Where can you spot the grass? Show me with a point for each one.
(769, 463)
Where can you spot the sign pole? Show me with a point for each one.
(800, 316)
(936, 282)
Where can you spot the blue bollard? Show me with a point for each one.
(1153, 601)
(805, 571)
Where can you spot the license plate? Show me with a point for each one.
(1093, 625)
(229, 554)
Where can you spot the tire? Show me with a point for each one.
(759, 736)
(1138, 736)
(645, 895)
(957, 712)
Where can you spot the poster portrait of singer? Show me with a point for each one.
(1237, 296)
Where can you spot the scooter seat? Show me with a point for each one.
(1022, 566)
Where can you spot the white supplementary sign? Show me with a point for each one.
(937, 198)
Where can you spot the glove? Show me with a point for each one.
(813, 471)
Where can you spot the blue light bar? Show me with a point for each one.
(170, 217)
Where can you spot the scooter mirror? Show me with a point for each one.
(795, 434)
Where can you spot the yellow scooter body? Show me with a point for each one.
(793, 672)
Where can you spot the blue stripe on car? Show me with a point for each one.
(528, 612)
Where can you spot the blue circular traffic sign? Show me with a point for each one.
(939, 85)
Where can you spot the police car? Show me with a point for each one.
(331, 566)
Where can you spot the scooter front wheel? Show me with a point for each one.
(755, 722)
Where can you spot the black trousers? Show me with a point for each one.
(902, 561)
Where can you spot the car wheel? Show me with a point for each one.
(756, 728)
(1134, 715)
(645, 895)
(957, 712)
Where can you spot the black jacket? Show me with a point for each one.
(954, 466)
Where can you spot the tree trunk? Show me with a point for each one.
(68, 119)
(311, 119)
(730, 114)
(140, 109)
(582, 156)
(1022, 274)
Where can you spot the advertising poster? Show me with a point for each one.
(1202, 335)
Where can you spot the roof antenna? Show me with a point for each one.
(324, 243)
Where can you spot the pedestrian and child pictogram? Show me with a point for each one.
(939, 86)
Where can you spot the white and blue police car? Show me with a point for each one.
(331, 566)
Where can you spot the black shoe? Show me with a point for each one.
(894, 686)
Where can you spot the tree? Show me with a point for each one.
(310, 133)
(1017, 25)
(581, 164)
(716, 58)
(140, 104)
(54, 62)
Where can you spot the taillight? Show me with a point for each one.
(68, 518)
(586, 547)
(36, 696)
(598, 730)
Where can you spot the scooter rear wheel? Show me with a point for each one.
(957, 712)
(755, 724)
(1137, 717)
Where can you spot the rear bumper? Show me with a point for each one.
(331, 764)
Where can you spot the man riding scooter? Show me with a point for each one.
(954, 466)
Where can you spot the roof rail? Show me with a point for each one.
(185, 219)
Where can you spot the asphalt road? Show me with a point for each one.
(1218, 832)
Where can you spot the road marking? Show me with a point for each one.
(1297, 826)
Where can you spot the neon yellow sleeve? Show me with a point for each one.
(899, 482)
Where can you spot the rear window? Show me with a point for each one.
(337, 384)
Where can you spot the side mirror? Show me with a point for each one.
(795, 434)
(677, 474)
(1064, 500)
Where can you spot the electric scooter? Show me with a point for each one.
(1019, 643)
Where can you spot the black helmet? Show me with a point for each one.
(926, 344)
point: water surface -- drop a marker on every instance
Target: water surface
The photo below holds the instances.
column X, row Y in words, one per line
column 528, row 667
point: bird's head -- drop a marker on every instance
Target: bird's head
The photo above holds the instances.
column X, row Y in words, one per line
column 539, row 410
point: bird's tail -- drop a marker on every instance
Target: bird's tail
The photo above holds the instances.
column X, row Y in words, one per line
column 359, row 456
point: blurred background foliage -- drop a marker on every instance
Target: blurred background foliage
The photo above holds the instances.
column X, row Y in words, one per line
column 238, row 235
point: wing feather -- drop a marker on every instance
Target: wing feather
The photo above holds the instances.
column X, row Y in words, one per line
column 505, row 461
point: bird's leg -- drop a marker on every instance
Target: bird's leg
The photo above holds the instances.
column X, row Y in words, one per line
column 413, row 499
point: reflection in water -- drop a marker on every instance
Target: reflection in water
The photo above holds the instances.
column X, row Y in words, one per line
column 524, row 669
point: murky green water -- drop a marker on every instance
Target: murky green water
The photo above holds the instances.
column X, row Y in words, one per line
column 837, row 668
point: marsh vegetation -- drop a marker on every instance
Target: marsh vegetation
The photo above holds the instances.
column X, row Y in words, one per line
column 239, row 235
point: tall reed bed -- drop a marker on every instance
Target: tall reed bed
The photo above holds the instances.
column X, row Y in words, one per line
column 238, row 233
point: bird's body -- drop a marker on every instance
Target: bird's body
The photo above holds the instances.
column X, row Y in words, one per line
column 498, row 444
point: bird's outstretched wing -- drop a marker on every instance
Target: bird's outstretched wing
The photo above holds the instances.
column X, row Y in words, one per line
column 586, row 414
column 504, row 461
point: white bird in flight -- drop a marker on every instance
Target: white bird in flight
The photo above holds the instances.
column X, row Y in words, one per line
==========
Reproduce every one of the records above, line for line, without any change.

Where can you spot the grass? Show me with a point for each one.
(769, 463)
Where can you spot the sign pole? Show me with a point for each one.
(800, 316)
(936, 282)
Where can you spot the blue bollard? Show me with a point for each one.
(1153, 601)
(805, 571)
Where can you spot the license plate? Show me with a point for each one.
(1093, 625)
(229, 554)
Where can you spot the tire? Show me with a point for each one.
(759, 736)
(1138, 736)
(645, 895)
(957, 712)
Where can you spot the poster portrait of singer? Show me with a point for each one.
(1237, 296)
Where can you spot the scooter seat? Show me with a point for each one.
(1022, 566)
Where can you spot the white supplementary sign? Show me with a point for each one.
(937, 198)
Where can you spot the glove? Show me with a point for each one.
(813, 471)
Where can you spot the blue light bar? Show me with a point for each one.
(170, 217)
Where can you spot the scooter mirror? Show me with a point for each one.
(795, 434)
Where can you spot the yellow scooter body? Show me with a point for each one.
(793, 672)
Where can you spot the blue stripe on car? Show me with a point for each one.
(528, 612)
Where can you spot the blue circular traffic sign? Show me with a point for each one.
(939, 85)
Where can you spot the police car? Show me with a point for each one.
(331, 566)
Where can you spot the scooter front wheel? Show me with a point for each one.
(755, 722)
Where can you spot the black trousers? Show me with a point for each one.
(902, 561)
Where can you spot the car wheel? Show me with a point for each one.
(756, 728)
(1134, 715)
(645, 895)
(957, 712)
Where can you spot the black jacket? Show me with a point for each one.
(954, 466)
Where can you spot the tree trunk? Show me with a point for each one.
(68, 119)
(311, 119)
(730, 114)
(140, 109)
(582, 156)
(1022, 274)
Where can you spot the advertising poster? Show me with a point for each one.
(1202, 335)
Where can you spot the roof antenna? Show me with a point for each one.
(324, 243)
Where can you spot the pedestrian and child pictogram? Show me with a point for each one.
(939, 86)
Where can you spot the white and blue police car? Show me with a point for each one.
(331, 566)
Where can you spot the black shoe? Show me with a point for each one.
(894, 686)
Where can you spot the tree? Show me with a point for each one.
(310, 133)
(1017, 25)
(581, 164)
(716, 58)
(140, 104)
(54, 62)
Where can you spot the taillight? Show me with a point for each one.
(68, 518)
(586, 547)
(36, 696)
(598, 730)
Where can you spot the scooter rear wheel? Show me with a point for each one.
(957, 712)
(755, 724)
(1137, 717)
Where can you spot the rear bumper? Show me with a point for each one.
(331, 764)
Where can you spot the man riding scooter? Show me with a point for each one.
(954, 466)
Where can you spot the roof rail? Show me with a point for each one.
(185, 219)
Where can you spot the asphalt road? Show me with a point for each one.
(1218, 832)
Where can you spot the road marking? Show me with a point for each one.
(1297, 826)
Where can you spot the neon yellow sleeve? Show me with a point for each one.
(899, 482)
Where can you spot the rear window? Show me with a point for each one.
(337, 384)
Where can you spot the side mirror? Show me with a point for each one.
(795, 434)
(677, 474)
(1064, 500)
Where can you spot the electric scooter? Show me with a point for each one.
(1019, 643)
Where can you spot the black helmet? Show me with a point for each one.
(926, 344)
point: water surface -- drop a marker on every instance
Target: water surface
The photo below holds the instances.
column X, row Y in words, one per line
column 528, row 667
point: bird's head -- drop a marker on every instance
Target: bird's head
The photo above holds the instances.
column X, row Y in words, one per line
column 539, row 410
point: bird's tail -- drop a marker on every instance
Target: bird's tail
The photo above holds the instances.
column X, row Y in words, one per line
column 359, row 456
point: blurred background foliage -- drop a marker on every instance
Target: blurred background foliage
The photo above holds the instances.
column X, row Y in words, one per line
column 238, row 235
point: wing feather -- drop a marker on every instance
Target: wing feather
The photo above holds the instances.
column X, row Y in words, one per line
column 505, row 461
point: bird's leg -- drop a marker on every instance
Target: bird's leg
The photo above holds the instances.
column X, row Y in words, one per line
column 413, row 499
point: reflection in water -- drop a marker on every instance
Target: reflection in water
The photo above holds the instances.
column X, row Y in words, one per line
column 524, row 669
point: murky green water -- drop a marker on every instance
Target: murky green water
The photo above holds the instances.
column X, row Y in words, one per line
column 837, row 668
point: marsh vegetation -- drop a marker on every instance
Target: marsh vegetation
The photo above holds the instances.
column X, row Y in words, one per line
column 239, row 235
point: tall reed bed -- drop a marker on every instance
Target: tall reed bed
The photo above holds the instances.
column X, row Y in words, one per line
column 238, row 233
point: bird's body -- drop a marker on every instance
Target: bird's body
The photo above holds the instances.
column X, row Y in words, one per line
column 498, row 444
point: bird's outstretched wing -- drop a marker on every instance
Target: bird's outstretched wing
The photo above holds the instances.
column X, row Y in words, one per line
column 586, row 414
column 504, row 461
point: white bird in flight -- drop a marker on every instance
Target: white bird in flight
The photo above holds the instances.
column X, row Y in words, one per line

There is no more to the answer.